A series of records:

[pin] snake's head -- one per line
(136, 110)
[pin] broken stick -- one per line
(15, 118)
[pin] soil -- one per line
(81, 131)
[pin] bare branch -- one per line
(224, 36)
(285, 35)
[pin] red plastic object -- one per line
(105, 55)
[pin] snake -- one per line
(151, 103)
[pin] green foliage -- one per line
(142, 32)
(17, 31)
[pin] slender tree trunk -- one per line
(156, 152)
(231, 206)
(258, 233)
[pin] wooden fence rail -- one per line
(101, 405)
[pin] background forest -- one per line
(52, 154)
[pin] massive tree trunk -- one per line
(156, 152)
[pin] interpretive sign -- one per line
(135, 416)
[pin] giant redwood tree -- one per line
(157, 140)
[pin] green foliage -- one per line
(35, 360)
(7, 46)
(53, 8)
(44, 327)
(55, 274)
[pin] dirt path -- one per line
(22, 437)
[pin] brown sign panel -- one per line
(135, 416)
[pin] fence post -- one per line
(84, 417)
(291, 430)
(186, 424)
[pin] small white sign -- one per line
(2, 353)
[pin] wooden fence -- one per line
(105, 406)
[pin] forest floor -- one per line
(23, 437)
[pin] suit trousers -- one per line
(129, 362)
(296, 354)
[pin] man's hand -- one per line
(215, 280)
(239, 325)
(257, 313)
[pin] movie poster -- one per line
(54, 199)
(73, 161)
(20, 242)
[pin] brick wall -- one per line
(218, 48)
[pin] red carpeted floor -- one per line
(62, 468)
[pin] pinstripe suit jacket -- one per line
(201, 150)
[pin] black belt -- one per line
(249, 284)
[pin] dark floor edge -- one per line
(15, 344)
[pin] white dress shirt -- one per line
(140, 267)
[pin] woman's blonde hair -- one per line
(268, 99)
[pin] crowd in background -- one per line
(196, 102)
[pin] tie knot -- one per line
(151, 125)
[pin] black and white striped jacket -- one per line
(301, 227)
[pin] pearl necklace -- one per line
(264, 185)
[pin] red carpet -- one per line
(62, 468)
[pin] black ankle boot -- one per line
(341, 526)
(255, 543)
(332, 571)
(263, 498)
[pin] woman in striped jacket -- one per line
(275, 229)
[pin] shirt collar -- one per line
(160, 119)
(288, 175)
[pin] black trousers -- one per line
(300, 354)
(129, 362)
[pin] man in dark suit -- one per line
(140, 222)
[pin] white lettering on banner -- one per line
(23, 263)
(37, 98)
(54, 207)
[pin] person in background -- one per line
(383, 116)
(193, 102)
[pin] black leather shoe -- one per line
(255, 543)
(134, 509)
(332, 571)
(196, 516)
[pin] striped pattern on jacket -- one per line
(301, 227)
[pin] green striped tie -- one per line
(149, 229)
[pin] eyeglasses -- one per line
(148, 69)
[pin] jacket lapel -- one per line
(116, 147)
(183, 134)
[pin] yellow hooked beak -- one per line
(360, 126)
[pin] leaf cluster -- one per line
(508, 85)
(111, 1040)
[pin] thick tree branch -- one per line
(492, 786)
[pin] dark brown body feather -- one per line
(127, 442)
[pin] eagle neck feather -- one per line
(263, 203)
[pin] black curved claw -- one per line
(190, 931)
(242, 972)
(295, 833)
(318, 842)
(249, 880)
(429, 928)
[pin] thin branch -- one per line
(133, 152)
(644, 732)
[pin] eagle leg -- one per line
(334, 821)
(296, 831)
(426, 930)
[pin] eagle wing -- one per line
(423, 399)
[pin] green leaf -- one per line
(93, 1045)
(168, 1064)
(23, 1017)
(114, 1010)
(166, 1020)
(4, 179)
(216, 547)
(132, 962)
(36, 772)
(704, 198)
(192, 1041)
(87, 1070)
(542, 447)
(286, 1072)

• **Your goal**
Starting at the line that contains "[pin] yellow hooked beak -- one per line" and ending at the last line of the items, write those lines out again, requests included, and shift every coordinate in the answers by adding -125 to it.

• **Exercise response**
[pin] yellow hooked beak -- one per line
(235, 1)
[pin] leaf cluster -- one per line
(383, -40)
(-14, 915)
[pin] thick tree branch -- one per line
(367, 661)
[pin] dark brown body feather -- one per line
(2, 317)
[pin] eagle neck feather -- one per line
(138, 78)
[pin] black curved claw -- one per line
(65, 806)
(117, 847)
(170, 708)
(193, 717)
(124, 755)
(304, 803)
[pin] thin branch -- one per line
(8, 27)
(519, 607)
[pin] eagle leg -- one per line
(209, 696)
(171, 706)
(301, 805)
[pin] eagle wing -- one per line
(298, 274)
[pin] green leaf -- one per line
(-32, 920)
(43, 939)
(-102, 892)
(-11, 885)
(41, 895)
(-121, 54)
(91, 422)
(7, 837)
(-89, 647)
(579, 73)
(67, 916)
(-38, 945)
(417, 322)
(161, 947)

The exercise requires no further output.